**YOUR GOAL:** Echo word for word the stretch of the Apache Spark interview page below that begins at the words "Apache Spark and" and stops after "Batch-mode operations capability.".

#### TEXT PROVIDED ####

Apache Spark Interview questions and Answers

  • October 28, 2022
  • How is Apache Spark different from MapReduce?

    • a) Spark is open-source where MapReduce is commercialized
    • b) MapReduce is fault-tolerant and Spark isnt
    • c) "Both of the platforms support real-time processing"
    • d) "Spark is In-memory computation whereas MapReduce is Disk-based computation "

    Answer - d) "Spark is In-memory computation whereas MapReduce is Disk-based computation "

    Apache Spark and MapReduce are very different in several features like Data Processing - Spark handles the processing in-memory whereas MapReduce is disk-based. Speed - MapReduce is very slow. Spark is considered to be 100x faster than MapReduce computation. MapReduce supports only low-level programming whereas Spark has multiple language support (Scala, Java, Python, SQL, and R). These two platforms are also different in the capabilities of Real-time and Batch mode operations support. Spark supports both the modes whereas MapReduce has only Batch-mode operations capability.

  • Which of these are not Apache Spark Features?

#### DATA SUPPLIED ####

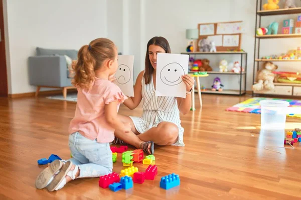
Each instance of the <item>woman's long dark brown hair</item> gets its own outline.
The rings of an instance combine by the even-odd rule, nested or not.
[[[150,63],[149,60],[149,55],[148,55],[148,47],[151,44],[155,44],[157,46],[162,47],[166,53],[171,53],[171,47],[167,41],[166,38],[164,37],[153,37],[147,42],[147,47],[146,47],[146,55],[145,55],[145,71],[144,71],[144,80],[145,84],[149,84],[150,80],[152,80],[152,73],[154,71],[154,68],[152,66],[152,63]]]

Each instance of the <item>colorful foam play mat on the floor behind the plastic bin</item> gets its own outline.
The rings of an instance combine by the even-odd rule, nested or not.
[[[236,111],[236,112],[249,112],[249,113],[256,113],[260,114],[260,100],[285,100],[289,102],[289,107],[298,107],[301,108],[301,100],[293,100],[293,99],[281,99],[281,98],[261,98],[261,97],[254,97],[249,98],[248,100],[242,101],[238,104],[233,105],[232,107],[228,107],[227,111]],[[287,116],[291,117],[298,117],[301,118],[301,113],[290,113]]]

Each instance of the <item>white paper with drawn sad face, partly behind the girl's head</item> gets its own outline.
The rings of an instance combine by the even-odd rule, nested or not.
[[[133,55],[118,55],[118,68],[115,73],[116,80],[114,83],[127,96],[134,96],[133,65]]]

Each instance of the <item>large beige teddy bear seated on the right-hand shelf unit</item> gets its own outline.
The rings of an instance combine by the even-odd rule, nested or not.
[[[275,85],[273,83],[275,74],[273,73],[273,71],[277,68],[278,66],[273,64],[272,62],[265,62],[263,64],[263,68],[258,72],[257,83],[253,84],[253,91],[259,91],[262,89],[270,90],[275,88]]]

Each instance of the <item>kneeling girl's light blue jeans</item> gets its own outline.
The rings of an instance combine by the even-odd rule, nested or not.
[[[99,177],[112,172],[112,151],[109,143],[98,143],[79,132],[69,136],[69,147],[73,164],[80,168],[80,177]]]

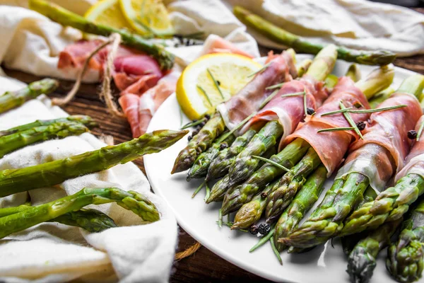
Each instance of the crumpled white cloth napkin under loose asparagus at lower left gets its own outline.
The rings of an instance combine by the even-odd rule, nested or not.
[[[0,76],[0,93],[25,86]],[[0,115],[0,130],[37,119],[65,117],[49,98],[30,100]],[[0,170],[33,166],[105,146],[92,134],[66,137],[27,146],[0,158]],[[161,219],[141,225],[136,214],[117,204],[95,206],[114,219],[118,228],[101,233],[57,223],[39,224],[0,240],[0,282],[167,282],[177,243],[177,223],[163,200],[134,163],[81,176],[54,187],[31,190],[33,205],[56,200],[83,187],[120,187],[135,190],[151,200]],[[0,198],[0,207],[23,204],[27,192]]]

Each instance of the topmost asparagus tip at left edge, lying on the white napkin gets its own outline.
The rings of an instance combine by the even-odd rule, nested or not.
[[[54,79],[42,79],[28,84],[19,91],[8,91],[0,96],[0,113],[23,105],[28,100],[37,98],[37,96],[52,93],[59,86],[59,82]]]

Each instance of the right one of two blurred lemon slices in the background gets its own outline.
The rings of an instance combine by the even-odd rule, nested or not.
[[[142,35],[174,34],[165,5],[161,0],[119,0],[126,21]]]

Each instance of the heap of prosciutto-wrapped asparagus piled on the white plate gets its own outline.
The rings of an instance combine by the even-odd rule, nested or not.
[[[412,282],[423,271],[424,200],[421,202],[419,196],[424,192],[424,175],[406,173],[394,187],[384,188],[406,165],[406,154],[414,142],[418,146],[415,139],[423,131],[422,122],[418,122],[423,114],[418,97],[423,92],[424,76],[411,76],[394,91],[389,87],[394,78],[391,67],[382,66],[360,79],[353,64],[346,77],[331,83],[337,54],[337,47],[326,47],[312,62],[298,64],[297,79],[267,86],[277,91],[271,96],[265,92],[258,112],[232,129],[217,111],[189,137],[172,173],[189,169],[187,181],[204,178],[194,195],[206,187],[207,204],[223,202],[218,225],[223,224],[223,215],[235,212],[234,220],[224,223],[226,226],[259,233],[262,238],[251,251],[269,241],[281,261],[280,253],[285,249],[302,253],[343,236],[347,271],[353,282],[368,282],[377,254],[394,240],[392,236],[401,227],[399,240],[389,248],[387,270],[399,282]],[[360,60],[371,59],[365,54],[360,56]],[[259,76],[252,81],[259,80]],[[306,88],[300,93],[284,93],[283,89],[311,79],[325,81],[329,97],[319,107],[300,107],[303,119],[290,132],[285,133],[287,123],[281,122],[278,115],[248,122],[257,121],[261,108],[278,96],[301,96],[305,105],[309,103]],[[353,99],[352,93],[358,99]],[[286,110],[284,103],[272,109],[275,107]],[[326,142],[321,148],[320,139]],[[339,168],[346,156],[345,165]],[[374,180],[371,173],[367,174],[369,164],[377,164],[376,170],[385,170],[386,175],[377,171],[380,175]],[[334,185],[304,219],[323,193],[324,181],[336,173],[336,168],[339,170]],[[210,187],[213,180],[217,181]],[[381,190],[379,195],[375,189]]]

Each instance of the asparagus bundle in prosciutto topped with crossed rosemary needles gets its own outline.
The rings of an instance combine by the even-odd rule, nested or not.
[[[371,98],[375,93],[382,91],[382,89],[387,88],[391,84],[393,79],[393,70],[388,68],[377,69],[372,72],[367,79],[359,81],[356,83],[356,86],[353,85],[353,82],[348,79],[344,79],[339,81],[338,88],[336,88],[331,96],[326,100],[324,105],[317,110],[317,113],[312,117],[312,120],[318,119],[318,117],[329,110],[338,109],[338,105],[340,105],[340,101],[343,103],[350,103],[351,105],[346,105],[346,107],[355,107],[360,101],[360,107],[367,107],[367,98]],[[349,102],[350,101],[350,102]],[[340,110],[337,110],[340,113]],[[344,116],[338,114],[338,117],[335,120],[331,120],[329,122],[329,127],[340,127],[337,125],[341,125],[343,131],[350,130],[351,125],[346,122]],[[325,116],[324,116],[325,117]],[[319,118],[323,120],[324,117]],[[360,122],[366,120],[367,114],[355,114],[353,115],[354,119],[353,125],[356,122]],[[329,149],[331,144],[334,144],[332,147],[331,154],[326,155],[326,163],[324,165],[328,165],[327,171],[331,173],[334,171],[334,168],[338,165],[341,158],[345,154],[348,149],[349,144],[351,144],[352,137],[354,137],[354,133],[346,133],[346,132],[323,132],[317,133],[317,129],[325,128],[325,124],[323,122],[305,123],[300,129],[298,129],[295,134],[292,135],[292,140],[289,142],[285,148],[280,151],[275,156],[271,157],[271,160],[274,163],[278,163],[285,168],[292,168],[282,180],[281,183],[278,183],[278,186],[275,187],[275,190],[271,190],[271,194],[268,196],[268,206],[271,207],[269,209],[270,212],[273,212],[270,216],[276,217],[280,216],[282,212],[281,207],[286,207],[289,202],[281,202],[282,200],[279,197],[279,193],[276,196],[277,202],[271,202],[273,199],[273,192],[275,192],[279,187],[284,184],[290,184],[293,182],[298,183],[299,185],[290,185],[290,190],[292,187],[294,190],[298,190],[298,188],[304,183],[304,180],[307,175],[309,175],[312,171],[314,171],[317,166],[321,163],[321,156],[314,151],[314,148],[310,145],[315,143],[315,141],[323,141],[322,144],[319,144],[319,147],[322,149]],[[316,125],[317,127],[315,127]],[[347,125],[347,126],[346,126]],[[303,131],[303,132],[302,132]],[[326,139],[323,139],[326,137]],[[311,140],[314,139],[314,140]],[[290,136],[285,141],[290,141]],[[328,150],[326,150],[328,151]],[[335,158],[338,160],[335,161]],[[252,197],[263,190],[264,186],[271,182],[278,176],[281,176],[284,170],[278,166],[275,166],[271,163],[266,164],[259,168],[254,174],[252,174],[242,185],[238,185],[236,187],[232,187],[228,190],[225,195],[225,199],[223,202],[223,214],[228,214],[230,212],[235,212],[239,209],[242,204],[249,202],[252,200]],[[273,191],[273,192],[272,192]],[[288,195],[290,200],[293,199],[295,195],[291,193]],[[276,205],[275,209],[273,206]]]

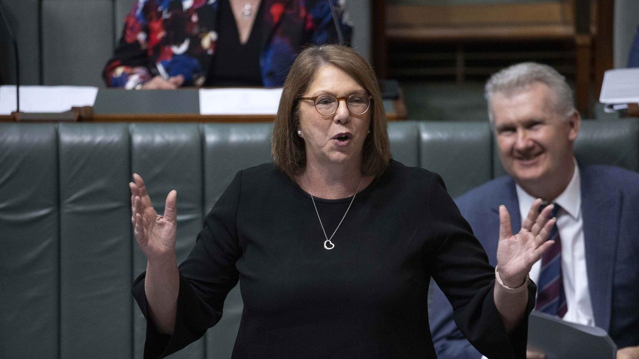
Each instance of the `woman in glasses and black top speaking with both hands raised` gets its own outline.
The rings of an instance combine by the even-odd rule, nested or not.
[[[373,70],[339,45],[293,63],[272,157],[236,174],[179,268],[177,194],[160,216],[134,175],[132,222],[148,260],[133,290],[148,323],[145,358],[201,337],[238,280],[234,358],[435,358],[431,278],[482,353],[523,358],[535,293],[527,273],[551,245],[551,206],[538,215],[535,201],[518,234],[500,208],[492,268],[442,179],[390,159]]]

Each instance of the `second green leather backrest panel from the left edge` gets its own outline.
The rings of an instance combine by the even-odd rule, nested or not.
[[[58,137],[61,357],[126,358],[132,345],[128,128],[63,123]]]

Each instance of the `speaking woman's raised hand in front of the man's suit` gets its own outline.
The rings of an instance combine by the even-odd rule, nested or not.
[[[497,265],[499,277],[505,286],[520,287],[528,271],[555,241],[548,241],[548,234],[557,218],[550,218],[553,205],[539,212],[541,199],[535,199],[517,234],[512,234],[511,216],[505,206],[499,207],[499,243]]]

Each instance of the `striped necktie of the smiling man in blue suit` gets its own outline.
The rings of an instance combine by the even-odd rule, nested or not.
[[[541,211],[543,207],[542,205],[539,210]],[[559,210],[560,206],[555,204],[552,217],[557,217]],[[555,240],[555,244],[546,250],[541,257],[541,271],[539,272],[537,283],[537,304],[535,309],[553,316],[564,317],[568,310],[568,305],[566,304],[564,281],[561,274],[561,240],[556,223],[548,235],[548,240]]]

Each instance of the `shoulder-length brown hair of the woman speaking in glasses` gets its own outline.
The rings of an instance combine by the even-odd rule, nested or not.
[[[390,161],[389,134],[386,113],[381,102],[380,86],[373,68],[355,50],[343,45],[321,45],[302,50],[284,82],[275,125],[271,155],[273,163],[289,176],[295,177],[304,171],[306,151],[304,140],[296,134],[299,122],[299,98],[314,80],[319,68],[333,65],[348,73],[362,86],[371,98],[370,134],[364,140],[362,151],[362,174],[379,176]]]

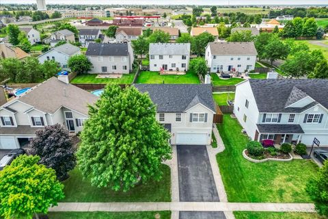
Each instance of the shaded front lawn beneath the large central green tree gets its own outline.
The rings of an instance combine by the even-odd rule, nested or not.
[[[81,172],[75,168],[70,178],[64,181],[65,198],[61,202],[106,203],[106,202],[169,202],[171,201],[171,170],[162,165],[161,181],[148,181],[136,185],[128,192],[114,192],[111,188],[97,188],[90,181],[83,180]]]

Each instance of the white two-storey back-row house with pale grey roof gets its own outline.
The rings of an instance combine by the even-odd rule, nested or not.
[[[150,43],[151,71],[189,69],[190,43]]]

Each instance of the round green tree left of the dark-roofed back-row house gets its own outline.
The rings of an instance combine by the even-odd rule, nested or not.
[[[74,73],[83,74],[91,70],[92,63],[87,59],[85,55],[72,55],[68,59],[68,68]]]

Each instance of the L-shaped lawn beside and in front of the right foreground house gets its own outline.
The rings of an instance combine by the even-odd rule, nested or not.
[[[230,114],[217,125],[226,150],[217,155],[217,162],[229,202],[249,203],[311,203],[305,192],[310,177],[318,166],[310,160],[292,162],[249,162],[242,155],[248,136]]]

####

**ANSWER FOR THIS EXERCISE:**
Apache Spark and MapReduce are very different in several features like Data Processing - Spark handles the processing in-memory whereas MapReduce is disk-based. Speed - MapReduce is very slow. Spark is considered to be 100x faster than MapReduce computation. MapReduce supports only low-level programming whereas Spark has multiple language support (Scala, Java, Python, SQL, and R). These two platforms are also different in the capabilities of Real-time and Batch mode operations support. Spark supports both the modes whereas MapReduce has only Batch-mode operations capability.